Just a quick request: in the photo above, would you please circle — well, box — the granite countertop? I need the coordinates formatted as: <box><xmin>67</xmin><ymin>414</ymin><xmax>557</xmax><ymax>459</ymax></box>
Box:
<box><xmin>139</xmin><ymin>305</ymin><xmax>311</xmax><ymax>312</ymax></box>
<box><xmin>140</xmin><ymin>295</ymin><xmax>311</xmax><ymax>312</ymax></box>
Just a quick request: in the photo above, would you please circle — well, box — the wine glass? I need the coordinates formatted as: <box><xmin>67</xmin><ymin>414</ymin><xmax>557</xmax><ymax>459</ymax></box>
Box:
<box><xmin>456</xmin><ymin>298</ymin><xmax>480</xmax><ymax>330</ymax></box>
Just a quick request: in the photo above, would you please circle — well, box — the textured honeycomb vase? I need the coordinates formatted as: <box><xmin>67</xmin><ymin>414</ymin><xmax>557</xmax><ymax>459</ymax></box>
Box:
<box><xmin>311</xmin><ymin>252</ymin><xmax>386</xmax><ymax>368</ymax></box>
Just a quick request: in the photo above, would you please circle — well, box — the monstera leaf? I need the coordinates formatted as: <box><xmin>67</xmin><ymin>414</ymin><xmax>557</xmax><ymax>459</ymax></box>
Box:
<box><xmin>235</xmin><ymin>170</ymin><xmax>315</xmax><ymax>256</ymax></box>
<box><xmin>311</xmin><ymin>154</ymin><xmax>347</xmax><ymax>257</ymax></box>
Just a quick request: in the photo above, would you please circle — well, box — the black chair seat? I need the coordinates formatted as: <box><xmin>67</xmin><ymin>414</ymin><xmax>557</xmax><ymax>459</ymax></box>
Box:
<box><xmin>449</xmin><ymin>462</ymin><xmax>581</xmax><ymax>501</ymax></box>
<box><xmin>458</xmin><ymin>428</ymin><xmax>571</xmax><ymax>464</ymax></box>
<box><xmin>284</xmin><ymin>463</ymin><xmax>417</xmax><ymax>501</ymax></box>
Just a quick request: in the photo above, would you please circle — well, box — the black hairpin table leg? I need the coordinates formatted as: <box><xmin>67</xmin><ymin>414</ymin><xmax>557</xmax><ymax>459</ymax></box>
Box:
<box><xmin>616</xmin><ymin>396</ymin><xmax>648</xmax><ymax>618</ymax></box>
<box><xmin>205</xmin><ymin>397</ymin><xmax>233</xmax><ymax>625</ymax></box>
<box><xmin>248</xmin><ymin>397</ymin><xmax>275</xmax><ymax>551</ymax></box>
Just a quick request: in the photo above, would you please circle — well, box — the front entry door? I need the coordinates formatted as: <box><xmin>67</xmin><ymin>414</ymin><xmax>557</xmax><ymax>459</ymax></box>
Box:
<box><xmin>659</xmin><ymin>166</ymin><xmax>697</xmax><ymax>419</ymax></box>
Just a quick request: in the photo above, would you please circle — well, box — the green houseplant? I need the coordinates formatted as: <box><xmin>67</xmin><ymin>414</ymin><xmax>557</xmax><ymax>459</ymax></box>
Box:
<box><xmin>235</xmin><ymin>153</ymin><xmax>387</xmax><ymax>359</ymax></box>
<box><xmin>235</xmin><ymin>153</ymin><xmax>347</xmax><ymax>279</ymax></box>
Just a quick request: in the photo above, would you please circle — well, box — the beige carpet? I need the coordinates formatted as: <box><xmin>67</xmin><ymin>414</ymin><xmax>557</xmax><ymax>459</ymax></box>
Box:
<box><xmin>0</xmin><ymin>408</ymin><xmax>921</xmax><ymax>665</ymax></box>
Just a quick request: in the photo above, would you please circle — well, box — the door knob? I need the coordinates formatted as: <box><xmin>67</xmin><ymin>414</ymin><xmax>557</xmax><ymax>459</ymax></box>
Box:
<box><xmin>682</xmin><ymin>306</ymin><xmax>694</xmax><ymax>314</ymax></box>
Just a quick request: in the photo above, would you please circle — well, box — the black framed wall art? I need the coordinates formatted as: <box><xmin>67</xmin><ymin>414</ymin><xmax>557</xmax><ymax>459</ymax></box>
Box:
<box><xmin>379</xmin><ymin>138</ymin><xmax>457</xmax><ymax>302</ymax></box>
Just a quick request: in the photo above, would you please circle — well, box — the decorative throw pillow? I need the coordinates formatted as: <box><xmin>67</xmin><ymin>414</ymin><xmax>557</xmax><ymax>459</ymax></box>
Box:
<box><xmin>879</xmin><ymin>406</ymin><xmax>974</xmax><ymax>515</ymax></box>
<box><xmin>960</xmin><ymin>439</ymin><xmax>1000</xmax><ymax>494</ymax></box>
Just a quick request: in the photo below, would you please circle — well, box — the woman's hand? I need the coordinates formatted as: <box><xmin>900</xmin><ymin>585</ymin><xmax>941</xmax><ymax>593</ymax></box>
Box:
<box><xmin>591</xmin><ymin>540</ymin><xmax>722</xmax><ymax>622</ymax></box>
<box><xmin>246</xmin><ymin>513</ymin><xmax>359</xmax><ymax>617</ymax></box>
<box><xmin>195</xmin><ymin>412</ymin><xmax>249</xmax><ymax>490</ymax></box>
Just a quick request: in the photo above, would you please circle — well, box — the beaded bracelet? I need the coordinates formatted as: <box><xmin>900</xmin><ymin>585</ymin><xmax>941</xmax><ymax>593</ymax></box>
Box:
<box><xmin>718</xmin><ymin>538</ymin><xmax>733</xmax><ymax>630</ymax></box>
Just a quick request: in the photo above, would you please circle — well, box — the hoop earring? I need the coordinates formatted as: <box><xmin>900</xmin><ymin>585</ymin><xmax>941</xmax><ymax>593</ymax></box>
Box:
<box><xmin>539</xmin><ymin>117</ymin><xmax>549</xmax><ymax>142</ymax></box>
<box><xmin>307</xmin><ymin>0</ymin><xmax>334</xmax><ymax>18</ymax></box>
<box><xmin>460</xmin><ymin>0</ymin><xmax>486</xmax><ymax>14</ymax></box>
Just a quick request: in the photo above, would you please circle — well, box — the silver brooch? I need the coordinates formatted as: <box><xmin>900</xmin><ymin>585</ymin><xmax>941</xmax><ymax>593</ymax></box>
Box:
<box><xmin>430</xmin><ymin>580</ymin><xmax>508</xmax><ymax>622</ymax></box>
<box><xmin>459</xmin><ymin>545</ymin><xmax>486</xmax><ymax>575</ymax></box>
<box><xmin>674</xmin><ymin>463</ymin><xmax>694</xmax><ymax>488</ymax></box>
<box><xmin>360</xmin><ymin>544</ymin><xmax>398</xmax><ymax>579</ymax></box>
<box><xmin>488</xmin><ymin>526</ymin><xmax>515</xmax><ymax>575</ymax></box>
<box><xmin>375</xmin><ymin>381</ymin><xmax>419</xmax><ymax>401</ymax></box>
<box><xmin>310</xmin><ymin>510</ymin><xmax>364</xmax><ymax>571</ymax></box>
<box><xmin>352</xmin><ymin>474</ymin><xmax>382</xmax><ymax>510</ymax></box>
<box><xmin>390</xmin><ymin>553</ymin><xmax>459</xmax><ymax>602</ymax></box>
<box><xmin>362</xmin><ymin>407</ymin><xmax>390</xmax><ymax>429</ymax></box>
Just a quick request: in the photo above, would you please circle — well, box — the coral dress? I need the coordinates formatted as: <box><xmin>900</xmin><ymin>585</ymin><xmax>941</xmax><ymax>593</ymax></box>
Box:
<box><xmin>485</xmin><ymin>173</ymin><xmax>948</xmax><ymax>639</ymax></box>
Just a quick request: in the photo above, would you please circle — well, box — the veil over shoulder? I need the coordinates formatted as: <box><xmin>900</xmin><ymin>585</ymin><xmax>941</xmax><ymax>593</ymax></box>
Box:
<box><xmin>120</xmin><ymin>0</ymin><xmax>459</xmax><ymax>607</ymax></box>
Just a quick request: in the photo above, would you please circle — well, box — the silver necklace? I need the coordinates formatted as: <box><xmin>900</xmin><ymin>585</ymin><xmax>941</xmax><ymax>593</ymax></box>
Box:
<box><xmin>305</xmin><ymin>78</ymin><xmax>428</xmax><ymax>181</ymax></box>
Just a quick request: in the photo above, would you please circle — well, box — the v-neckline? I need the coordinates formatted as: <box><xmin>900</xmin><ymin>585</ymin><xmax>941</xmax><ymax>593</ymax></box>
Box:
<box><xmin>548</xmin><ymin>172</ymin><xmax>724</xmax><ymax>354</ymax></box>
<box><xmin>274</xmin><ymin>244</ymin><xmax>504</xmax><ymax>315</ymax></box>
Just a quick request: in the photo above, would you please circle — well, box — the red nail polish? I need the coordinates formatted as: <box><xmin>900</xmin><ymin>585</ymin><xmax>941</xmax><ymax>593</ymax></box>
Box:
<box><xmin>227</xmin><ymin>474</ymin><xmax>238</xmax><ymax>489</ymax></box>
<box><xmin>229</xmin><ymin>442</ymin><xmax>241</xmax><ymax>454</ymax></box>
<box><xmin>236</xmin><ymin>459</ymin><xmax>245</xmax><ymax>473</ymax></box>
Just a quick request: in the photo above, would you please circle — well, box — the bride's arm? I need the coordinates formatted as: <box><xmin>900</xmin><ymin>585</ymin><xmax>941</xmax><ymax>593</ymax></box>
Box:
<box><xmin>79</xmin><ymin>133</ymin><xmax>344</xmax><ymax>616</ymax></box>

= Task requirements =
Exactly how many lines in the material above mention the word "black"? Give the number and nothing besides.

= Final answer =
3